### [Page]

═══

Figarovox
L'écrivain Zakhar Prilepine était invité au Salon du Livre à Paris, qui a
mis la littérature russe à l'honneur. L'auteur de «Ceux du Donbass», un
récit de sa guerre aux côtés des rebelles pro-russes en Ukraine, se
livre à un examen de la situation politique, religieuse et
internationale de la Russie.
FIGAROVOX.- Que pensez-vous de la réélection triomphale de Vladimir Poutine ?
Zakhar PRILEPINE. Je respecte le choix du peuple. À l'heure
actuelle il n'existe pas en Russie un membre de l'opposition qui puisse
contrebalancer ce choix. Un ex-membre des services secrets français a
dit un jour que Poutine était un animal politique. Apparemment, ça plaît
au peuple russe. Mais je crois que la Russie reste un pays
démocratique. On regarde toujours les quatre mandats de Poutine : mais
Merkel aussi entame son quatrième mandat. Aux États-Unis, il y a des
dynasties présidentielles : Bush père et fils, les Clinton !
« Je
n'aime pas beaucoup le pouvoir soviétique. Simplement, ceux qui ne
l'aiment pas du tout appartiennent à un type d'individus qui, en
général, me révulsent » écrivez-vous dans L'Archipel des Solovki. Êtes-vous dans la nostalgie de l'URSS ?

═══

### [Données fournies]
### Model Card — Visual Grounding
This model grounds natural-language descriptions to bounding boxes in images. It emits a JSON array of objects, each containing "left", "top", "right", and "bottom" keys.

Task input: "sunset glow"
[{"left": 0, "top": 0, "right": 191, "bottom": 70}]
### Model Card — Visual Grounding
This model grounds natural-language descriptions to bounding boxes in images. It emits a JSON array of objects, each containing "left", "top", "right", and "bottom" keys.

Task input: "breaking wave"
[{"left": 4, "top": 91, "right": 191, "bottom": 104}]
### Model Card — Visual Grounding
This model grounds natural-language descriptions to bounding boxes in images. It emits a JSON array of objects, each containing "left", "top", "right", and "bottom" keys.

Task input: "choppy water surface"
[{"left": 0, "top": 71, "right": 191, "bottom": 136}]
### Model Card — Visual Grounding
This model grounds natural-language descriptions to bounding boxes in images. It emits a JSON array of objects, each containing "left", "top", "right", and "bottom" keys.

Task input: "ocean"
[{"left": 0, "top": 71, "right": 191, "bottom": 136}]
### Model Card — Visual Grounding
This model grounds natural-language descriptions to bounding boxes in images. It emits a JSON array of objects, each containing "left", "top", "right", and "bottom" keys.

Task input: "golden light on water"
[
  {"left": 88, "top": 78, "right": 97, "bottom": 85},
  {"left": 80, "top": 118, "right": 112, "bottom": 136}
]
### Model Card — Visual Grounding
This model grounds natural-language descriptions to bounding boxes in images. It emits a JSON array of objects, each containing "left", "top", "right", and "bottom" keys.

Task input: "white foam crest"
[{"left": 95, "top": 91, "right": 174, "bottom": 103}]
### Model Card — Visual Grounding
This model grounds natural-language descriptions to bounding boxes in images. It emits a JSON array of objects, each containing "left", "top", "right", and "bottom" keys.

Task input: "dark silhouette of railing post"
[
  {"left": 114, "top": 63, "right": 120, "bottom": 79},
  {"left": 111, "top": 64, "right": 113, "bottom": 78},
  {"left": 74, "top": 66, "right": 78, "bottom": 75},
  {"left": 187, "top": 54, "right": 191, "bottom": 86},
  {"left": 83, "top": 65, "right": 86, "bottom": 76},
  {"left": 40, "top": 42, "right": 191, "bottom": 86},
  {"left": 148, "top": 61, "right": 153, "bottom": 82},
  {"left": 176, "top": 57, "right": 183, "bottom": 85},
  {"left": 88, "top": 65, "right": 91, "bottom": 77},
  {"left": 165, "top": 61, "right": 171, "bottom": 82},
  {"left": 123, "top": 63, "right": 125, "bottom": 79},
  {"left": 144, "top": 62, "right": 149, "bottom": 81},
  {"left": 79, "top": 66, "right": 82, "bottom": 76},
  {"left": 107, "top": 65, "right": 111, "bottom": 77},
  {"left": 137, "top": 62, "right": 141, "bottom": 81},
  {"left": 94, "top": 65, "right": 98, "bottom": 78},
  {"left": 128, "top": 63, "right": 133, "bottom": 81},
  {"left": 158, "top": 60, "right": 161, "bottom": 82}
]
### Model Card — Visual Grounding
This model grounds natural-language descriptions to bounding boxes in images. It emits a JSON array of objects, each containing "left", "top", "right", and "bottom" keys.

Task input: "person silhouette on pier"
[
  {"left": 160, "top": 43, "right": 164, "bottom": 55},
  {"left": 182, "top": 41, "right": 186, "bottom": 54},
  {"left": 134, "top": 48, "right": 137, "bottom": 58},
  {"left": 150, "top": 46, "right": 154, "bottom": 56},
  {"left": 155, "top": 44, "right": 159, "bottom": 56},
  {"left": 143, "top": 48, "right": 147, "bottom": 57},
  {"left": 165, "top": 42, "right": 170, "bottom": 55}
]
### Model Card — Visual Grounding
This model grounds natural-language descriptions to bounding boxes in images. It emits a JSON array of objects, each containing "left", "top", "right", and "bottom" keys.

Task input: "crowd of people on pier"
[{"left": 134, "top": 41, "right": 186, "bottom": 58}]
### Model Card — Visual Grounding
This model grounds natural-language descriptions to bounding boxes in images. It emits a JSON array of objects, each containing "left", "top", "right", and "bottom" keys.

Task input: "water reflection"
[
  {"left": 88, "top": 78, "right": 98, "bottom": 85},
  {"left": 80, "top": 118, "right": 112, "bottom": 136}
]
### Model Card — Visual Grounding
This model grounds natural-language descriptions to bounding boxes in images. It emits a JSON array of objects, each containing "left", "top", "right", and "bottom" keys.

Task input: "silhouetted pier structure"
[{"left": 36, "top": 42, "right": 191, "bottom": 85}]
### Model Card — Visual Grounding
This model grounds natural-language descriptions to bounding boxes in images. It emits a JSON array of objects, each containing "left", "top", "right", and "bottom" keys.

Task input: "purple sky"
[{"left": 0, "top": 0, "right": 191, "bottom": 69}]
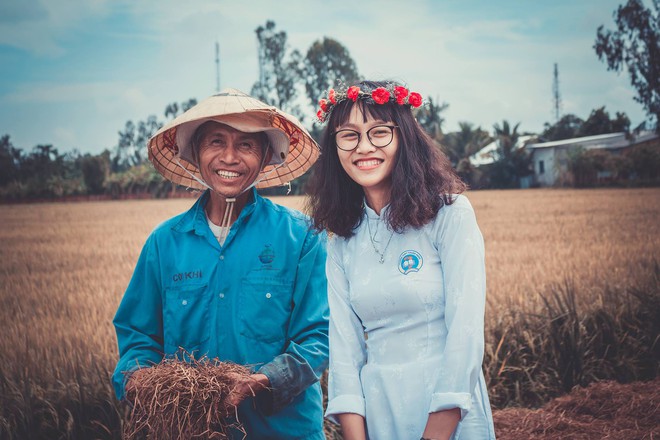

═══

### [Consigne 1]
Recopiez le passage de l'entretien avec Zakhar Prilepine situé entre « FIGAROVOX.- Que pensez-vous » et « de l'URSS ? », ces deux extraits compris.
### [Consigne 2]
Prolongez l'entretien avec Zakhar Prilepine à partir de l'endroit où il s'interrompt.
Les lignes ne sont d'aucune utilité pour ce travail.

### [Résultat final 1]
FIGAROVOX.- Que pensez-vous de la réélection triomphale de Vladimir Poutine ?
Zakhar PRILEPINE. Je respecte le choix du peuple. À l'heure
actuelle il n'existe pas en Russie un membre de l'opposition qui puisse
contrebalancer ce choix. Un ex-membre des services secrets français a
dit un jour que Poutine était un animal politique. Apparemment, ça plaît
au peuple russe. Mais je crois que la Russie reste un pays
démocratique. On regarde toujours les quatre mandats de Poutine : mais
Merkel aussi entame son quatrième mandat. Aux États-Unis, il y a des
dynasties présidentielles : Bush père et fils, les Clinton !
« Je
n'aime pas beaucoup le pouvoir soviétique. Simplement, ceux qui ne
l'aiment pas du tout appartiennent à un type d'individus qui, en
général, me révulsent » écrivez-vous dans L'Archipel des Solovki. Êtes-vous dans la nostalgie de l'URSS ?

### [Résultat final 2]
Ce
n'est pas le pouvoir soviétique qui compte en ce moment pour les
Russes, il est écrasé, pitoyable, renié. Les gens font leur choix en
grande partie par nostalgie. Ils réagissent à un antisoviétisme qui a
viré à la russophobie chez certains. Les Occidentaux ont tendance à
penser que les Russes ne regrettent pas le pouvoir soviétique, mais
c'est pourtant le cas. Dans les années 1990, nous avons détruit le pays,
anéanti l'économie, supprimé l'idée de gauche. Nous avons écrit des
centaines de livres, de films, où il était question de haine à l'égard
de l'union soviétique. On nous demande de nous sentir coupables, honteux
de ce passé, de notre existence.
On accuse les Russes d'être partout, de truquer les élections. Pensez-vous qu'il existe une russophobie en Occident ?
Je
pense que la russophobie existe dans l'élite politique, mais qu'elle ne
touche pas la plupart de la population. Je suis venue en France au
moins 25 fois, et je n'ai jamais eu de conflits avec les lecteurs. La
France est le seul pays européen à avoir accepté d'éditer mon livre
« Ceux du Donbass ». En revanche, les récits de ceux qui combattent côté
ukrainien sont édités partout.
Que pensez-vous de la décision d'Emmanuel Macron de
boycotter le pavillon russe au Salon du Livre de Paris où vous étiez
présent ?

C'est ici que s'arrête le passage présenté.